╭──

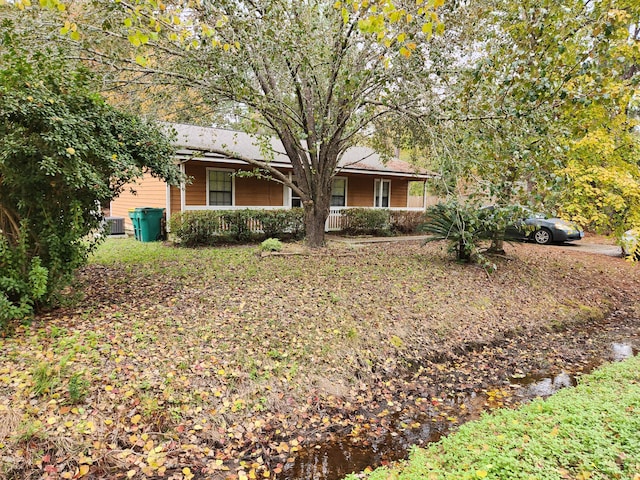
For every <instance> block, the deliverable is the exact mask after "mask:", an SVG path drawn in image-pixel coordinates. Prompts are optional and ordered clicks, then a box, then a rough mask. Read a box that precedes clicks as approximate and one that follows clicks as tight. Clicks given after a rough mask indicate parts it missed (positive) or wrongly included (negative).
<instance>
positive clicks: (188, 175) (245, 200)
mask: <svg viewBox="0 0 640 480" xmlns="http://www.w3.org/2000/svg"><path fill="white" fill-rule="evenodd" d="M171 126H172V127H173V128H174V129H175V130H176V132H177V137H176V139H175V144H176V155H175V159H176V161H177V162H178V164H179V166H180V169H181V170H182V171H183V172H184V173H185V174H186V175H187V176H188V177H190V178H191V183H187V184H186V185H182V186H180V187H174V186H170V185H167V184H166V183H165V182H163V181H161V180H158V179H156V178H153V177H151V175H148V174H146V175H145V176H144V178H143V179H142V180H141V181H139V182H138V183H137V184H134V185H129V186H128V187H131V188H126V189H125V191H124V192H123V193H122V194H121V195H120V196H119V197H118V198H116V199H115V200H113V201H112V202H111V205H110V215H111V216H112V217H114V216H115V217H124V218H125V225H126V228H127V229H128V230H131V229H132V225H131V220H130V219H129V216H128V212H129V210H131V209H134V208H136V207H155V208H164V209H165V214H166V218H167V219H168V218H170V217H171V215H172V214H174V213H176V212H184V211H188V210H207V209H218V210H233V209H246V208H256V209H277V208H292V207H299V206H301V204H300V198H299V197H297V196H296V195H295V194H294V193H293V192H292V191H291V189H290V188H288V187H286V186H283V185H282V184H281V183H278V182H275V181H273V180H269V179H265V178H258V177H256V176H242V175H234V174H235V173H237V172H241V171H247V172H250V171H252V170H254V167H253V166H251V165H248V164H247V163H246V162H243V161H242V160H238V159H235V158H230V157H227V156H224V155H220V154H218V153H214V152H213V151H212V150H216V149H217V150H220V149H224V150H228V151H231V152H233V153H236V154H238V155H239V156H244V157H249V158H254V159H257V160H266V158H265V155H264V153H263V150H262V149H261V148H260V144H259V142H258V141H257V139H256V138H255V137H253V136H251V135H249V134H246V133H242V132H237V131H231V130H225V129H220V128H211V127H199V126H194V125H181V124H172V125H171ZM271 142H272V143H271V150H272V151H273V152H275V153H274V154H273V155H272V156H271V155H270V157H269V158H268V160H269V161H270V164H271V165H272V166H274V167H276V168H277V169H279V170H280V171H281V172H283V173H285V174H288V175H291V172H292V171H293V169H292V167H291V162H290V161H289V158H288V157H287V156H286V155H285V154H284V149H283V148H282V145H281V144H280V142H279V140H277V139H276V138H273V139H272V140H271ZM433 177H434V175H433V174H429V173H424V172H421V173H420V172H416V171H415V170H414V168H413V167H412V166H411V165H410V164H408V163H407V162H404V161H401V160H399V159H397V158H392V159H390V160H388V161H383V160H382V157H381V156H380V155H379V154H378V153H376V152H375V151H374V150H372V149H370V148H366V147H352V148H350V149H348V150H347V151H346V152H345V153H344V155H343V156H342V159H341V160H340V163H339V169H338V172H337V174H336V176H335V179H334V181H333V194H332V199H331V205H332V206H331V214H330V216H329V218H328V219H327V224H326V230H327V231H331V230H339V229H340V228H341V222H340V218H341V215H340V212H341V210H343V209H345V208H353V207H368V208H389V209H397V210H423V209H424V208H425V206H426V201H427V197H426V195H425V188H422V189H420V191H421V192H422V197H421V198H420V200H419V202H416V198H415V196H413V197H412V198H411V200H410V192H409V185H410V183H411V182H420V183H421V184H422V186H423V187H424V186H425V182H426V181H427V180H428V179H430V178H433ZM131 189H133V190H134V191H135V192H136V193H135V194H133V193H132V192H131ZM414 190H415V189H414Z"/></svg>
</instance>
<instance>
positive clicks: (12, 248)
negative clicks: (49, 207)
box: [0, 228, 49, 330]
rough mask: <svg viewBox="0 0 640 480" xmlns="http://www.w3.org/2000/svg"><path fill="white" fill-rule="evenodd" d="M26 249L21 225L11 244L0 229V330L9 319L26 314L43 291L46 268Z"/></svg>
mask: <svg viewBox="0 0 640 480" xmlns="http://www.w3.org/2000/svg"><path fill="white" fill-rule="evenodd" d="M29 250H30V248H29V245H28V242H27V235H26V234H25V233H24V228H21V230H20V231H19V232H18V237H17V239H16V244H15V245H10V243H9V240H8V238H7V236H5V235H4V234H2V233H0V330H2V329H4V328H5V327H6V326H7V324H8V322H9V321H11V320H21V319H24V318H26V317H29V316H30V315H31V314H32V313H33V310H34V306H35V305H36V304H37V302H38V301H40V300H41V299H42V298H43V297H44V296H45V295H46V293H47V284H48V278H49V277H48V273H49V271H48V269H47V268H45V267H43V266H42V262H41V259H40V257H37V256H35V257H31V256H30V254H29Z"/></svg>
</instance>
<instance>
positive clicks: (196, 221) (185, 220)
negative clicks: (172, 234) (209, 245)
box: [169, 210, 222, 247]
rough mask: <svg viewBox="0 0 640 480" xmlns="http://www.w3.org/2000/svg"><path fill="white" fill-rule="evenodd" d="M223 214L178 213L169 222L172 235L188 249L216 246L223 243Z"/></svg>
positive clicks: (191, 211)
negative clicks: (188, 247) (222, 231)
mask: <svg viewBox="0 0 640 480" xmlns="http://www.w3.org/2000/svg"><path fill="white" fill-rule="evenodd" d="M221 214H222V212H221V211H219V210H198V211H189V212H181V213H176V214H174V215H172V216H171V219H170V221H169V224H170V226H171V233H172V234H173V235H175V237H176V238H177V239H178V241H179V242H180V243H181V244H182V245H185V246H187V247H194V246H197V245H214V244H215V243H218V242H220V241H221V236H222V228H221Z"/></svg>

╰──

Problem description:
Reproduce the entire listing above word for word, leaving out the picture.

Answer for this exercise:
For every <instance> block, the deliverable is the exact mask after "mask:", an SVG path drawn in image-pixel coordinates. Prompts are optional and ordered clicks, then a box, then a rough mask. Read a box that precedes clicks as approximate and one that follows clicks as tight. Clicks given after a rough mask indicate parts it missed (positive) or wrongly included (negative).
<instance>
positive clicks: (188, 175) (245, 200)
mask: <svg viewBox="0 0 640 480" xmlns="http://www.w3.org/2000/svg"><path fill="white" fill-rule="evenodd" d="M171 126H172V127H173V128H174V129H175V130H176V132H177V137H176V139H175V144H176V155H175V159H176V161H177V162H178V164H179V166H180V169H181V170H182V171H183V172H184V173H185V174H186V175H187V176H188V177H190V178H191V183H187V184H186V185H182V186H180V187H174V186H170V185H167V184H166V183H165V182H163V181H161V180H158V179H156V178H153V177H151V175H148V174H146V175H145V176H144V178H143V179H142V180H141V181H139V182H138V183H137V184H134V185H129V186H128V187H131V188H126V189H125V191H124V192H123V193H122V194H121V195H120V196H119V197H118V198H116V199H115V200H113V201H112V202H111V205H110V215H111V216H112V217H114V216H115V217H124V218H125V225H126V228H127V229H128V230H131V229H132V225H131V220H130V219H129V216H128V212H129V210H131V209H134V208H136V207H155V208H164V209H165V214H166V218H167V219H168V218H170V217H171V215H172V214H174V213H176V212H184V211H188V210H207V209H218V210H233V209H246V208H256V209H277V208H292V207H299V206H301V204H300V198H299V197H297V196H296V195H295V194H294V193H293V192H292V191H291V189H290V188H288V187H286V186H283V185H282V184H281V183H278V182H275V181H273V180H269V179H265V178H258V177H256V176H242V175H234V174H235V173H237V172H241V171H247V172H250V171H252V170H254V167H253V166H251V165H248V164H247V163H246V162H243V161H242V160H238V159H235V158H230V157H227V156H224V155H220V154H218V153H214V152H213V151H212V150H216V149H217V150H220V149H224V150H228V151H231V152H233V153H236V154H238V155H239V156H244V157H249V158H254V159H257V160H266V158H265V155H264V153H263V150H262V149H261V148H260V144H259V142H258V141H257V139H256V138H255V137H253V136H251V135H249V134H246V133H242V132H237V131H231V130H225V129H220V128H211V127H199V126H194V125H181V124H172V125H171ZM271 142H272V143H271V150H272V151H273V152H275V153H274V154H273V155H272V156H271V155H270V157H269V158H268V160H269V161H270V164H271V165H272V166H274V167H276V168H277V169H279V170H280V171H281V172H283V173H285V174H288V175H291V172H292V171H293V169H292V167H291V162H290V161H289V158H288V157H287V156H286V155H285V154H284V149H283V148H282V145H281V144H280V142H279V140H277V139H276V138H273V139H272V140H271ZM433 177H434V175H433V174H429V173H424V172H421V173H420V172H416V171H415V170H414V168H413V167H412V166H411V165H410V164H408V163H407V162H404V161H401V160H399V159H397V158H392V159H390V160H388V161H383V160H382V157H381V156H380V155H379V154H378V153H376V152H375V151H374V150H372V149H370V148H366V147H352V148H350V149H348V150H347V151H346V152H345V153H344V155H343V156H342V159H341V160H340V163H339V169H338V172H337V174H336V176H335V179H334V181H333V194H332V199H331V205H332V206H331V214H330V216H329V218H328V219H327V224H326V230H327V231H331V230H339V229H340V228H341V222H340V218H341V215H340V212H341V210H343V209H345V208H353V207H368V208H389V209H397V210H423V209H424V208H425V206H426V201H427V197H426V195H425V188H422V189H420V191H421V192H422V197H421V198H420V200H419V202H416V198H415V196H413V197H412V198H411V200H410V192H409V185H410V183H411V182H420V183H421V184H422V186H423V187H424V186H425V182H426V181H427V180H428V179H430V178H433ZM131 189H133V190H134V191H135V192H136V193H135V194H133V193H132V192H131ZM414 190H415V189H414Z"/></svg>
</instance>
<instance>
positive clicks: (12, 248)
negative clicks: (49, 207)
box: [0, 228, 49, 330]
rough mask: <svg viewBox="0 0 640 480" xmlns="http://www.w3.org/2000/svg"><path fill="white" fill-rule="evenodd" d="M26 249L21 225L11 244L0 229V330L9 319L26 314L43 291L46 268Z"/></svg>
mask: <svg viewBox="0 0 640 480" xmlns="http://www.w3.org/2000/svg"><path fill="white" fill-rule="evenodd" d="M29 250H30V248H29V245H28V242H27V235H26V234H25V233H24V228H21V230H20V231H19V232H18V237H17V239H16V244H15V245H10V243H9V240H8V238H7V236H5V235H4V234H2V233H0V330H2V329H4V328H5V327H6V326H7V324H8V322H9V321H11V320H21V319H24V318H26V317H29V316H30V315H31V314H32V313H33V310H34V306H35V305H36V304H37V302H38V301H40V300H41V299H42V298H43V297H44V296H45V295H46V293H47V284H48V278H49V277H48V273H49V271H48V269H47V268H45V267H43V266H42V262H41V259H40V257H37V256H35V257H31V256H30V254H29Z"/></svg>
</instance>
<instance>
positive clicks: (196, 221) (185, 220)
negative clicks: (172, 234) (209, 245)
box: [169, 210, 222, 247]
rough mask: <svg viewBox="0 0 640 480" xmlns="http://www.w3.org/2000/svg"><path fill="white" fill-rule="evenodd" d="M223 214L178 213L169 222L172 235L188 249L216 246L223 243Z"/></svg>
positive clicks: (191, 211)
negative clicks: (188, 247) (222, 231)
mask: <svg viewBox="0 0 640 480" xmlns="http://www.w3.org/2000/svg"><path fill="white" fill-rule="evenodd" d="M221 214H222V212H221V211H219V210H198V211H189V212H181V213H176V214H174V215H172V216H171V219H170V221H169V224H170V226H171V233H172V234H173V235H175V237H176V238H177V239H178V241H179V242H180V243H181V244H182V245H185V246H187V247H194V246H197V245H214V244H215V243H218V242H220V241H221V236H222V228H221Z"/></svg>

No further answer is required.